#### [Directions]
The data below is to be returned in full and exactly.

+---+

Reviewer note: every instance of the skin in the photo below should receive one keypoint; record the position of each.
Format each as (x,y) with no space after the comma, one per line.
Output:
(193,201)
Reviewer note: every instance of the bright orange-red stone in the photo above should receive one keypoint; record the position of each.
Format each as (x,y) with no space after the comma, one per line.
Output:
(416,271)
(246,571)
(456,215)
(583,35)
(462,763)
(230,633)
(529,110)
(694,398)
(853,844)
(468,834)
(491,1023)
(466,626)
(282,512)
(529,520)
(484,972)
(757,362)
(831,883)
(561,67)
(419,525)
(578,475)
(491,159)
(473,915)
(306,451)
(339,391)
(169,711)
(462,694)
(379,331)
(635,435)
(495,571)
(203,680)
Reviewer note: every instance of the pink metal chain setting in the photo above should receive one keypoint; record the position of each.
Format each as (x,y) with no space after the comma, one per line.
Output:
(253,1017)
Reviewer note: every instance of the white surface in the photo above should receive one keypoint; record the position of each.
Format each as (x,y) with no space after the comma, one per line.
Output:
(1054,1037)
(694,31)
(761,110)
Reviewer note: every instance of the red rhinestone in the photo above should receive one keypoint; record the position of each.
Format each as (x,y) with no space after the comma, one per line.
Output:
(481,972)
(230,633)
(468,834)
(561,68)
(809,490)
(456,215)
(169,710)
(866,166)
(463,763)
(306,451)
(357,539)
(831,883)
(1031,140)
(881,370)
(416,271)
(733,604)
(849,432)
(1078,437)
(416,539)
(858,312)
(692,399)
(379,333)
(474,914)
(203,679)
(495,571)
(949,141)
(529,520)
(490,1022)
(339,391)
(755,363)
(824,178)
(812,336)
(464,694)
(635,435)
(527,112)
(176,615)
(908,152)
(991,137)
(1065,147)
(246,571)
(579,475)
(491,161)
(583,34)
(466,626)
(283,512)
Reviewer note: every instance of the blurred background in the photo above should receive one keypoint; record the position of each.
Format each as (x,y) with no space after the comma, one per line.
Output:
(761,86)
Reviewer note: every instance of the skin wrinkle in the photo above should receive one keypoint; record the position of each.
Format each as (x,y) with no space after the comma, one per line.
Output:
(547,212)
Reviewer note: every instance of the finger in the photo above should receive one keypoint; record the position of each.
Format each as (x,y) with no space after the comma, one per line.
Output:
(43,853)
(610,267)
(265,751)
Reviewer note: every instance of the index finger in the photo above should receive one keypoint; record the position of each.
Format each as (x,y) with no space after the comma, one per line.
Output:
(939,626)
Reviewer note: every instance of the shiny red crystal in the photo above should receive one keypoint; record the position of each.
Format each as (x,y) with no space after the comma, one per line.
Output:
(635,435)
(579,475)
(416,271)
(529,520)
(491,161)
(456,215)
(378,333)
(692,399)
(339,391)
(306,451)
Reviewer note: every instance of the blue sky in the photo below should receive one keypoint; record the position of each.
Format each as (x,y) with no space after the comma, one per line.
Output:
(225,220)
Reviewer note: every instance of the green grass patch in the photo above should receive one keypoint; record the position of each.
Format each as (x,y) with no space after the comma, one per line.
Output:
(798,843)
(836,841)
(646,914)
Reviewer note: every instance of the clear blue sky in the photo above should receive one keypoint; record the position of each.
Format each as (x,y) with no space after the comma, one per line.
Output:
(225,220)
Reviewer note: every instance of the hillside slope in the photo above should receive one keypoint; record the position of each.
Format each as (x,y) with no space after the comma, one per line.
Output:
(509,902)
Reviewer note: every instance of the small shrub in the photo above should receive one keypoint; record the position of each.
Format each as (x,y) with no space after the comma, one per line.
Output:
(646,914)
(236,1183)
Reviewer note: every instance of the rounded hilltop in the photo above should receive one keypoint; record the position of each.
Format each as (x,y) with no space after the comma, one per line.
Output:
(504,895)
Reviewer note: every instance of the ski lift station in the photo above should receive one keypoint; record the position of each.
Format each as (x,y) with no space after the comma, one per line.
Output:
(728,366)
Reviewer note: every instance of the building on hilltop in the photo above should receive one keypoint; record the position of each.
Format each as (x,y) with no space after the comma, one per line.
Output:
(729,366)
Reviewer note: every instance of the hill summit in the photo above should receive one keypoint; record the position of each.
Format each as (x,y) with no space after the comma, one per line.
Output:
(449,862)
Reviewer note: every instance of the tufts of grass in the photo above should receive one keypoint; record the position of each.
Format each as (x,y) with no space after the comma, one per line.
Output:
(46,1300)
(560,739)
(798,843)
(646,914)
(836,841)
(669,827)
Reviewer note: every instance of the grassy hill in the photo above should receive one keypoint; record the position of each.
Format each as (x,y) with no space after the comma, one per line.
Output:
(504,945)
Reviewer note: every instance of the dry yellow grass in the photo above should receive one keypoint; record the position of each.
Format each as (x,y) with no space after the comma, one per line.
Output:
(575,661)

+---+

#### [Right answer]
Reviewer note: every instance of the skin in the photo below should receive one keypoint; record the position of each.
Format each as (x,y) with no space after the comma, one per line.
Output:
(193,201)
Reviewer note: every instance of the bright orange-red stone in the photo above should receive one keypoint; record the position of each.
Format each as (x,y) with no space after the comma, one per line.
Output:
(416,271)
(246,571)
(456,215)
(583,35)
(462,763)
(230,633)
(529,110)
(694,398)
(853,844)
(468,834)
(491,1023)
(466,626)
(282,512)
(529,520)
(484,972)
(757,362)
(831,883)
(561,67)
(419,525)
(578,475)
(491,159)
(473,915)
(306,451)
(339,391)
(169,711)
(462,694)
(379,331)
(635,435)
(495,571)
(203,680)
Reviewer note: every instance of the pink metal chain setting in the photo above should receive one keypoint; record the position of each.
Format each as (x,y) with no space after the comma, one per line.
Output:
(253,1017)
Reviewer note: every instance of the white surface in the photo above should receive one keypoint; record the position of each.
Format each as (x,y) with no space after the comma, one per line.
Output:
(1054,1037)
(694,31)
(761,110)
Reviewer note: every instance of the red rhinestone in the photo above should receive one keypoint; record the position of each.
Format each as (x,y) with no space after the comma, one per line.
Output:
(481,972)
(230,633)
(468,834)
(561,68)
(809,490)
(456,215)
(169,710)
(866,166)
(463,763)
(306,451)
(357,539)
(831,883)
(1031,140)
(881,370)
(416,271)
(733,604)
(849,432)
(1078,437)
(416,539)
(858,312)
(692,399)
(379,333)
(474,914)
(203,679)
(495,571)
(949,141)
(529,520)
(490,1022)
(339,391)
(755,363)
(824,178)
(812,336)
(464,694)
(635,435)
(527,112)
(176,615)
(908,152)
(991,137)
(1065,147)
(246,571)
(579,475)
(491,161)
(583,34)
(466,626)
(283,512)
Reviewer note: every instance of the blurred background in the photo above should receive one keypoint; record the position of each.
Format each as (x,y) with no space after the comma, one per line.
Output:
(761,86)
Reviewer note: every instance of the skin wrinkle in the photo above should receive one keypoint; record the position of each.
Format each as (x,y) with no space after the comma, one per line.
Output:
(547,212)
Reviewer note: every instance of the finger in the photo above should receive one keypoint; record the position of each.
Format each as (x,y) with no space after the comma, one per line.
Output:
(43,853)
(610,267)
(265,751)
Reviewer note: every instance of the index finger in the photo above should receive one keypoint; record the position of each.
Format each as (x,y) with no space after the comma, one per line.
Output:
(939,626)
Reviewer note: every instance of the shiny red crystal in the photo above should receive one keypoint; record the position of each.
Format each as (x,y) with no space after the comma, one per line.
Output:
(635,435)
(579,475)
(416,271)
(529,520)
(491,161)
(456,215)
(378,333)
(692,399)
(339,391)
(306,451)
Reviewer note: every instance of the blue sky in the photo below should receive one keypoint; record the position of each.
Format each as (x,y) with no space after the comma, one per line.
Output:
(225,220)
Reviewer note: every instance of the green grass patch in the photo above should receive one keypoint; record the position of each.
Format each as (x,y) with no space after the comma, one per line.
Output:
(798,843)
(836,841)
(646,914)
Reviewer note: every instance of the clear blue sky in the photo above should receive one keypoint; record the position of each.
Format each as (x,y) with no space after the comma, one per line.
Output:
(225,220)
Reviewer note: every instance of the hillside slope in the photo above should receive one keypoint; record the position of each.
Format each as (x,y) with no space after the comma, one per line.
Output:
(509,902)
Reviewer note: every instance of the small shrub in the photo above should receive one keypoint; record the position of each.
Format each as (x,y) with no space after the comma, one per line.
Output:
(646,914)
(236,1183)
Reviewer note: every instance of the rounded hilltop in the photo above should receive one keypoint; record the position of each.
Format each as (x,y) with no space after the comma, one per line.
Output:
(504,895)
Reviewer note: every instance of the ski lift station in the photo above should receive one keypoint; record the position of each.
Format each as (x,y) with no space after the comma, one per line.
Output:
(728,366)
Reviewer note: every instance of the building on hilltop in the photo above should receive one keypoint; record the position of each.
Format each as (x,y) with no space after the comma, one per line.
Output:
(729,366)
Reviewer note: every instance of the hill summit in the photo above should receive one keypoint; record the position of each.
Format each as (x,y) with no space after the comma, one per line.
Output:
(449,862)
Reviewer note: every instance of the tufts of grass in the photo above should receive one keypoint; record the position of each.
Format each as (x,y) with no space after the comma, one per line.
Output:
(46,1300)
(560,739)
(798,843)
(646,914)
(836,841)
(669,827)
Reviewer note: every instance of the grassy hill in the photo above should receive one keypoint; record the position of each.
Format each as (x,y) with no space after the comma, one per line.
Output:
(504,945)
Reviewer note: every instance of the dry yellow grass in the photo above should receive one keypoint; record the position of each.
Format each as (x,y) with no space after the comma, one per line.
Output:
(575,661)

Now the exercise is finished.